- _Exercise description_
Return each line of the listing below, unchanged, and omit the images.
### Available data
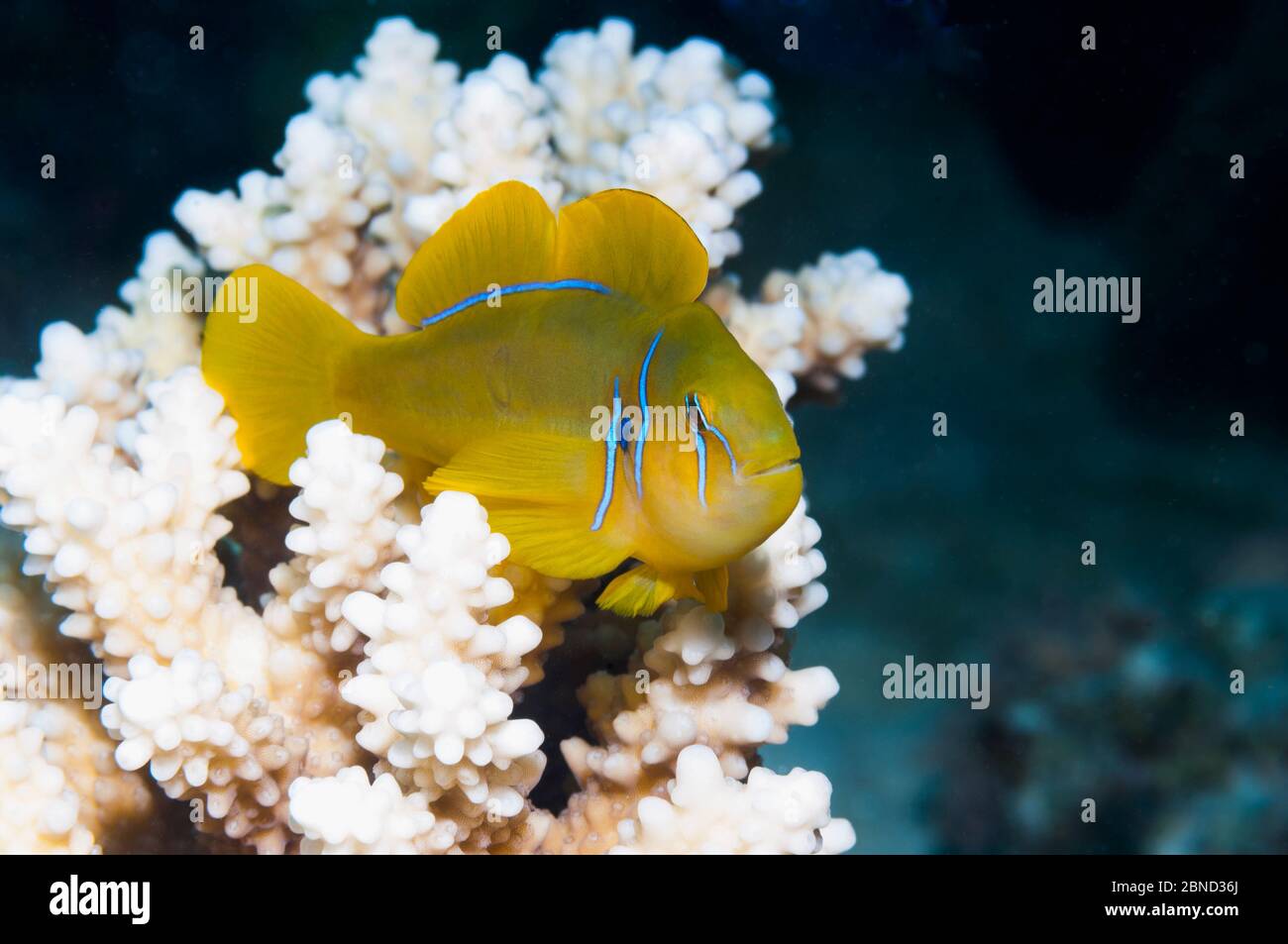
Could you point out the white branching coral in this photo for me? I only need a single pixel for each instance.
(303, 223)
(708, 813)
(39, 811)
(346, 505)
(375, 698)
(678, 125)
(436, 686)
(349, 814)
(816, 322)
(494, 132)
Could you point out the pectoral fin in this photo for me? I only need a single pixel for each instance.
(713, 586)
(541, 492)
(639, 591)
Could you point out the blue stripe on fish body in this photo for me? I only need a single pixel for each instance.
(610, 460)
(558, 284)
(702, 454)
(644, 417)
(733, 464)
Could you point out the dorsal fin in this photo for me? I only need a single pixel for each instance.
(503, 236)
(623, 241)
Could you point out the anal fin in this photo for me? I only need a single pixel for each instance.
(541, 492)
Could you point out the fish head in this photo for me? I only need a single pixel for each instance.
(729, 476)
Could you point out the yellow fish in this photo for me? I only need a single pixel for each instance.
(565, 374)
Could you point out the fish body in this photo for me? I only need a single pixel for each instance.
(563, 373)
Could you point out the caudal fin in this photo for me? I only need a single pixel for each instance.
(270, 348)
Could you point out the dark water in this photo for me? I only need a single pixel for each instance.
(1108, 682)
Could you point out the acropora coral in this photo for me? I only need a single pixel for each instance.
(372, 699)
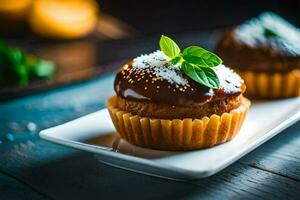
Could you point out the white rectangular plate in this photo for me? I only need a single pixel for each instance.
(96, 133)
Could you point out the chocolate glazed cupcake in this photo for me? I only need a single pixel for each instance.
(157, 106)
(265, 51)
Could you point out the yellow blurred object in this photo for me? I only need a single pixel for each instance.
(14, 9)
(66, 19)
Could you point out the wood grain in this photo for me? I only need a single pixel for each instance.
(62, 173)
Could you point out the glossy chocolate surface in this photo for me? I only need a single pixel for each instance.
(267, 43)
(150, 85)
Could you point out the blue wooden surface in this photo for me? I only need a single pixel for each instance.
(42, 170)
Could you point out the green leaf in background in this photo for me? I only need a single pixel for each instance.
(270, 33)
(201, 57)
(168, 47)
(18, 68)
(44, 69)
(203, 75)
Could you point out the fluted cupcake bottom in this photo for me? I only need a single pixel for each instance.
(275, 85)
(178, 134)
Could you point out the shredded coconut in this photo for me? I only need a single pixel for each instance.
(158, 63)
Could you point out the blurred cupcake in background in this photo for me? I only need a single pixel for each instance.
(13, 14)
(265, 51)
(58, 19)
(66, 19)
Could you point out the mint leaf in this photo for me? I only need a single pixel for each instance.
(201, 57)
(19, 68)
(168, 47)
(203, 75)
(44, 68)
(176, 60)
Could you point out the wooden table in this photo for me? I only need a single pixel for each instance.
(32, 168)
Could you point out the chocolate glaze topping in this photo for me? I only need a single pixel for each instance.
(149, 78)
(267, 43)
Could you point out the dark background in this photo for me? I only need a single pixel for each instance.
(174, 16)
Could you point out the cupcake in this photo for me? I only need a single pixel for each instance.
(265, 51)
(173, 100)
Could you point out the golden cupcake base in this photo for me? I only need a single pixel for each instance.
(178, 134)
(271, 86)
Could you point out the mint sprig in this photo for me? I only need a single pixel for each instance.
######
- _Full response_
Could you point out the white branching coral in this photo for me? I only need a single pixel for each instance.
(303, 223)
(708, 813)
(39, 811)
(346, 505)
(375, 698)
(678, 125)
(436, 686)
(349, 814)
(816, 322)
(494, 132)
Could you point out the pectoral fin in this photo for me? I only need a single pixel for each instance.
(713, 586)
(541, 492)
(639, 591)
Could you point out the blue stripe on fish body in this photo for me? I only need a single pixel for each instance.
(610, 460)
(558, 284)
(702, 454)
(644, 417)
(733, 464)
Could you point out the dorsal fin in this photo for me? I only need a single pixel for each instance.
(503, 236)
(623, 241)
Could you point out the anal fin in this photo for me? I only need a single pixel for each instance.
(541, 492)
Could you point out the fish head in this photo for me? I only need a single pixel for each instance.
(729, 476)
Could you point out the yellow fish in this photo for me? I only need a single pixel for each instance.
(565, 374)
Could you point out the fish body in this photo for me? I only need a single pixel for each instance.
(563, 373)
Could you point out the caudal fin in this photo for me? I only need a single pixel for each instance.
(270, 348)
Could you point out the dark water in this photo for me? I only need a single pixel for each instance.
(1108, 682)
Could you point out the acropora coral in this photo for me? I only need a single pixel for each instance.
(372, 699)
Could you point out the white rectangular plate in this photo for me? I only need a single pixel for each instance.
(96, 133)
Could you point out the chocolate glazed cupcake in this photo for me? I only need a single pixel for each instance.
(157, 106)
(265, 51)
Could you point out the yellow blurred object in this photo for me? I only need a single pixel for each instance.
(14, 9)
(66, 19)
Could you point out the wood grain in this photo for me? I only need a single pixel for each instance.
(62, 173)
Could you point out the glossy chocolate surface in this photo for me? I only need a single pixel for each instance.
(267, 43)
(150, 85)
Could you point out the blue wooden surface in this photo for me? I only need a single pixel for each instance.
(42, 170)
Could you point out the green leaf in background in this photo for me? I only need a single pixel for each instance.
(270, 33)
(201, 57)
(168, 47)
(18, 68)
(44, 69)
(203, 75)
Could you point out the fluted cupcake bottom in this photo for me? I only need a single pixel for each instance.
(275, 85)
(178, 134)
Could you point out the shredded coconut in this photo for me? I only need a single pixel for each instance.
(158, 63)
Could you point out the blurred cupcake in background in this photo for me? I only need a single pixel for each instance.
(13, 14)
(265, 51)
(58, 19)
(66, 19)
Could you point out the mint leaf in this photo for me? I only need a single pixel for each instance.
(201, 57)
(19, 68)
(168, 47)
(203, 75)
(44, 68)
(176, 60)
Could you point out the wooden table in this photo for me? I only need a single pixel for each instance.
(32, 168)
Could you point out the chocolate glaze topping in this photo for me? I only need a single pixel for each instance.
(149, 78)
(267, 43)
Could you point out the dark background in this photo for me? I only need a single pixel for each instance.
(174, 16)
Could you point out the cupcake in this photo for me? I only need a single pixel for each instance.
(265, 51)
(173, 100)
Could you point out the golden cupcake base in this photo for me? I only need a single pixel for each instance.
(178, 134)
(271, 86)
Could you point out the mint sprig in this photo for me? I only need a single pixel for each instance.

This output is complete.